-- Page excerpt follows --

In August 2021, the Company entered into an agreement with a production company to produce digital videos and promotional spots for its vale.mx brand. The Company is obligated to pay $600,000 upon the initiation of the pre production phase of the work. The pre production phase was completed in December 2021 and the production company has agreed to defer payment until the Company has raised a minimum of $6,000,000 in capital through either a public offering or a private placement.
In September 2021, the Company entered into a contract with a service provider for brand awareness and social media campaigns. The service provider will be paid a monthly retainer $50,157 for the term of the agreement, which runs through February 2022. The Company has agreed to spend $1,750,000 during the term of the agreement for the placement of advertisements on various social media platforms, which will be spent in two phases. Phase 1 began upon execution of the agreement and Phase II was to begin upon the completion of a capital raise in excess of $5,000,000 from an underwritten public offering in the United States and the listing of the Company’s common stock on a U.S. national securities exchange. The Company has paid the service provider $500,000 towards the advertising obligation during the year ended December 31, 2021, which is included in advertising and marketing expenses. The parties have agreed to abandon Phase II and the contract was not renewed.
Impact of COVID-19 on the Company
The global outbreak of COVID-19 has led to severe disruptions in general economic activities, as businesses and governments have taken broad actions to mitigate this public health crisis. Although the Company has not experienced any significant disruption to its business to date, these conditions could significantly negatively impact the Company's business in the future.

-- Page excerpt concluded --
-- Data for review follows --

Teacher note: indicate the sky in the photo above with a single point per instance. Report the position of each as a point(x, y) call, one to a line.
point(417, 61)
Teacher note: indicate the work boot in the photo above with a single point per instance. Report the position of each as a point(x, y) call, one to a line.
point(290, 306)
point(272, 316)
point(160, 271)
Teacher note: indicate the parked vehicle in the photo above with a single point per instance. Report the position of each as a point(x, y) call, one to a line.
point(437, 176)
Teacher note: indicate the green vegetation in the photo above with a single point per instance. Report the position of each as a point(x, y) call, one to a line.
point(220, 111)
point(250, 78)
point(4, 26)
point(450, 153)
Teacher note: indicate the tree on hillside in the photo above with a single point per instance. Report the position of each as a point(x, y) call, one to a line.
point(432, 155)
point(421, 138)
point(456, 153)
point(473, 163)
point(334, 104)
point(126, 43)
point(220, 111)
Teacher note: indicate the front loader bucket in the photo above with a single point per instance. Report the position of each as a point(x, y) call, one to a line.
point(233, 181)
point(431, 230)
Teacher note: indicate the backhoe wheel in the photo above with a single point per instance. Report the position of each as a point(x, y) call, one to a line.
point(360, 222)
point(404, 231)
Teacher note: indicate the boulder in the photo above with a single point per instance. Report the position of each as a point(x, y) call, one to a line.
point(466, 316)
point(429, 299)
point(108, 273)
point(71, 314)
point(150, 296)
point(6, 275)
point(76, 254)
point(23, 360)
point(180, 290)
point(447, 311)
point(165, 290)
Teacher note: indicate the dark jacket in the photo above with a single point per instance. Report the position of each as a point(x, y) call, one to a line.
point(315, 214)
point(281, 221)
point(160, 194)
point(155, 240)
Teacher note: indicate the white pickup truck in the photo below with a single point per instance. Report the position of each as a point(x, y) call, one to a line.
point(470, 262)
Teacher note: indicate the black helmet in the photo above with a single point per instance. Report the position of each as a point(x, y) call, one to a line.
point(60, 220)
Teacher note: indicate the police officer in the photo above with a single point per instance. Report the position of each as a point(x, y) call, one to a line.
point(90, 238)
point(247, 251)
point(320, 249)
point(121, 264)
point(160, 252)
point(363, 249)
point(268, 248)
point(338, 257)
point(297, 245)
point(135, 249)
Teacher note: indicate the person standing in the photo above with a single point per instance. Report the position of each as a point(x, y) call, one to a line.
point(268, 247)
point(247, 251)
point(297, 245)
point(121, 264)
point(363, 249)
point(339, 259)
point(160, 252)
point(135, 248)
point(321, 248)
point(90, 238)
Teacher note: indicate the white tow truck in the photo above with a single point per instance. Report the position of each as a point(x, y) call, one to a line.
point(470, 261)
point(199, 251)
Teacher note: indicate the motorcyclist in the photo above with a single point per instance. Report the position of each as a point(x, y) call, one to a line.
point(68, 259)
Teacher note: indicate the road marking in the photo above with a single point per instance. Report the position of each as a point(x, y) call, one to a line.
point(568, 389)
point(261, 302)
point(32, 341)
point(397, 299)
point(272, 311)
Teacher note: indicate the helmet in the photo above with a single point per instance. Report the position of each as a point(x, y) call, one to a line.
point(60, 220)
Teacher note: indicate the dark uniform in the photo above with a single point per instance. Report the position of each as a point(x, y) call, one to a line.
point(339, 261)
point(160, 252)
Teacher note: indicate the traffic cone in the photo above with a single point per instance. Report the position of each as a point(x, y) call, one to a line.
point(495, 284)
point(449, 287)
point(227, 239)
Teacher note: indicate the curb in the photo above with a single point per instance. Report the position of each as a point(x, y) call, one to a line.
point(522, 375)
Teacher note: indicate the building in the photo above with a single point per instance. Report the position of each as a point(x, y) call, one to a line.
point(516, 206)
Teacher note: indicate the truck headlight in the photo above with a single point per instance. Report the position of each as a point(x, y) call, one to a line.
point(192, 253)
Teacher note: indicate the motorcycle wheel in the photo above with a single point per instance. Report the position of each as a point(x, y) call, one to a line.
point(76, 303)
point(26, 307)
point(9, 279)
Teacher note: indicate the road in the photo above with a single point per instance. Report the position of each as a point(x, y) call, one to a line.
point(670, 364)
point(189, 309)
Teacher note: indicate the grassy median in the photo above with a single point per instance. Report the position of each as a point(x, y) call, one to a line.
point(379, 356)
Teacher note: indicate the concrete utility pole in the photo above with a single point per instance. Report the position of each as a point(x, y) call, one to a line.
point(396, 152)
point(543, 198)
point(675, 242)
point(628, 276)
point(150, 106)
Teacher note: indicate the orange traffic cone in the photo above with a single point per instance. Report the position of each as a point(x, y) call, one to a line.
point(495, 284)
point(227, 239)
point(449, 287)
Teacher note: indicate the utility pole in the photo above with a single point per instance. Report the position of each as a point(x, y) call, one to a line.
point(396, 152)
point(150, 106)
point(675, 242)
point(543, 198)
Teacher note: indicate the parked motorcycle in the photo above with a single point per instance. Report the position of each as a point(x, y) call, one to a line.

-- Data for review concluded --

▶ _The problem_: Can you reproduce the passage of the company commitments excerpt from "Impact of COVID-19" to "in the future." word for word? These items have no connection to the text about the company's commitments.

▶ _Solution_:
Impact of COVID-19 on the Company
The global outbreak of COVID-19 has led to severe disruptions in general economic activities, as businesses and governments have taken broad actions to mitigate this public health crisis. Although the Company has not experienced any significant disruption to its business to date, these conditions could significantly negatively impact the Company's business in the future.